Exercise —
The response should consist of every line below, restated exactly, with no pictures.

Supplied material —
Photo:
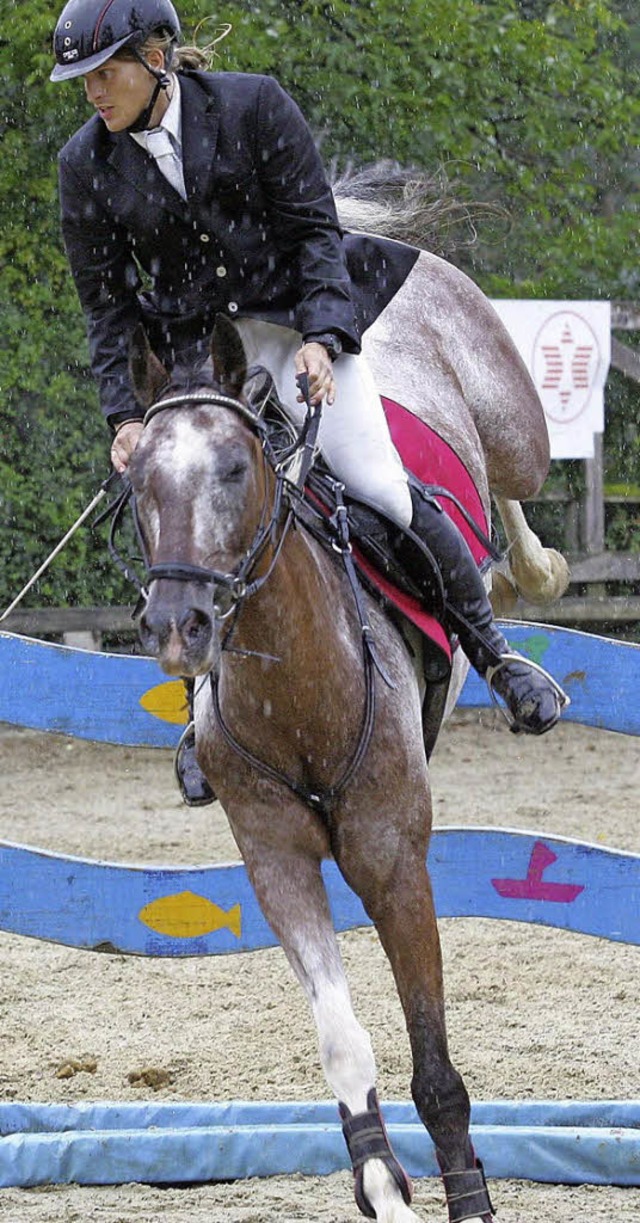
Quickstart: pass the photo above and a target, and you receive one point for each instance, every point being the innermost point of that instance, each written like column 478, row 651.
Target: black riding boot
column 459, row 598
column 193, row 787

Exercise result —
Photo:
Quickstart: pass the photo above and a target, and you receive one point for each instance, every point being the innermost point of that instance, each written like column 478, row 651.
Target: black riding boot
column 459, row 598
column 193, row 787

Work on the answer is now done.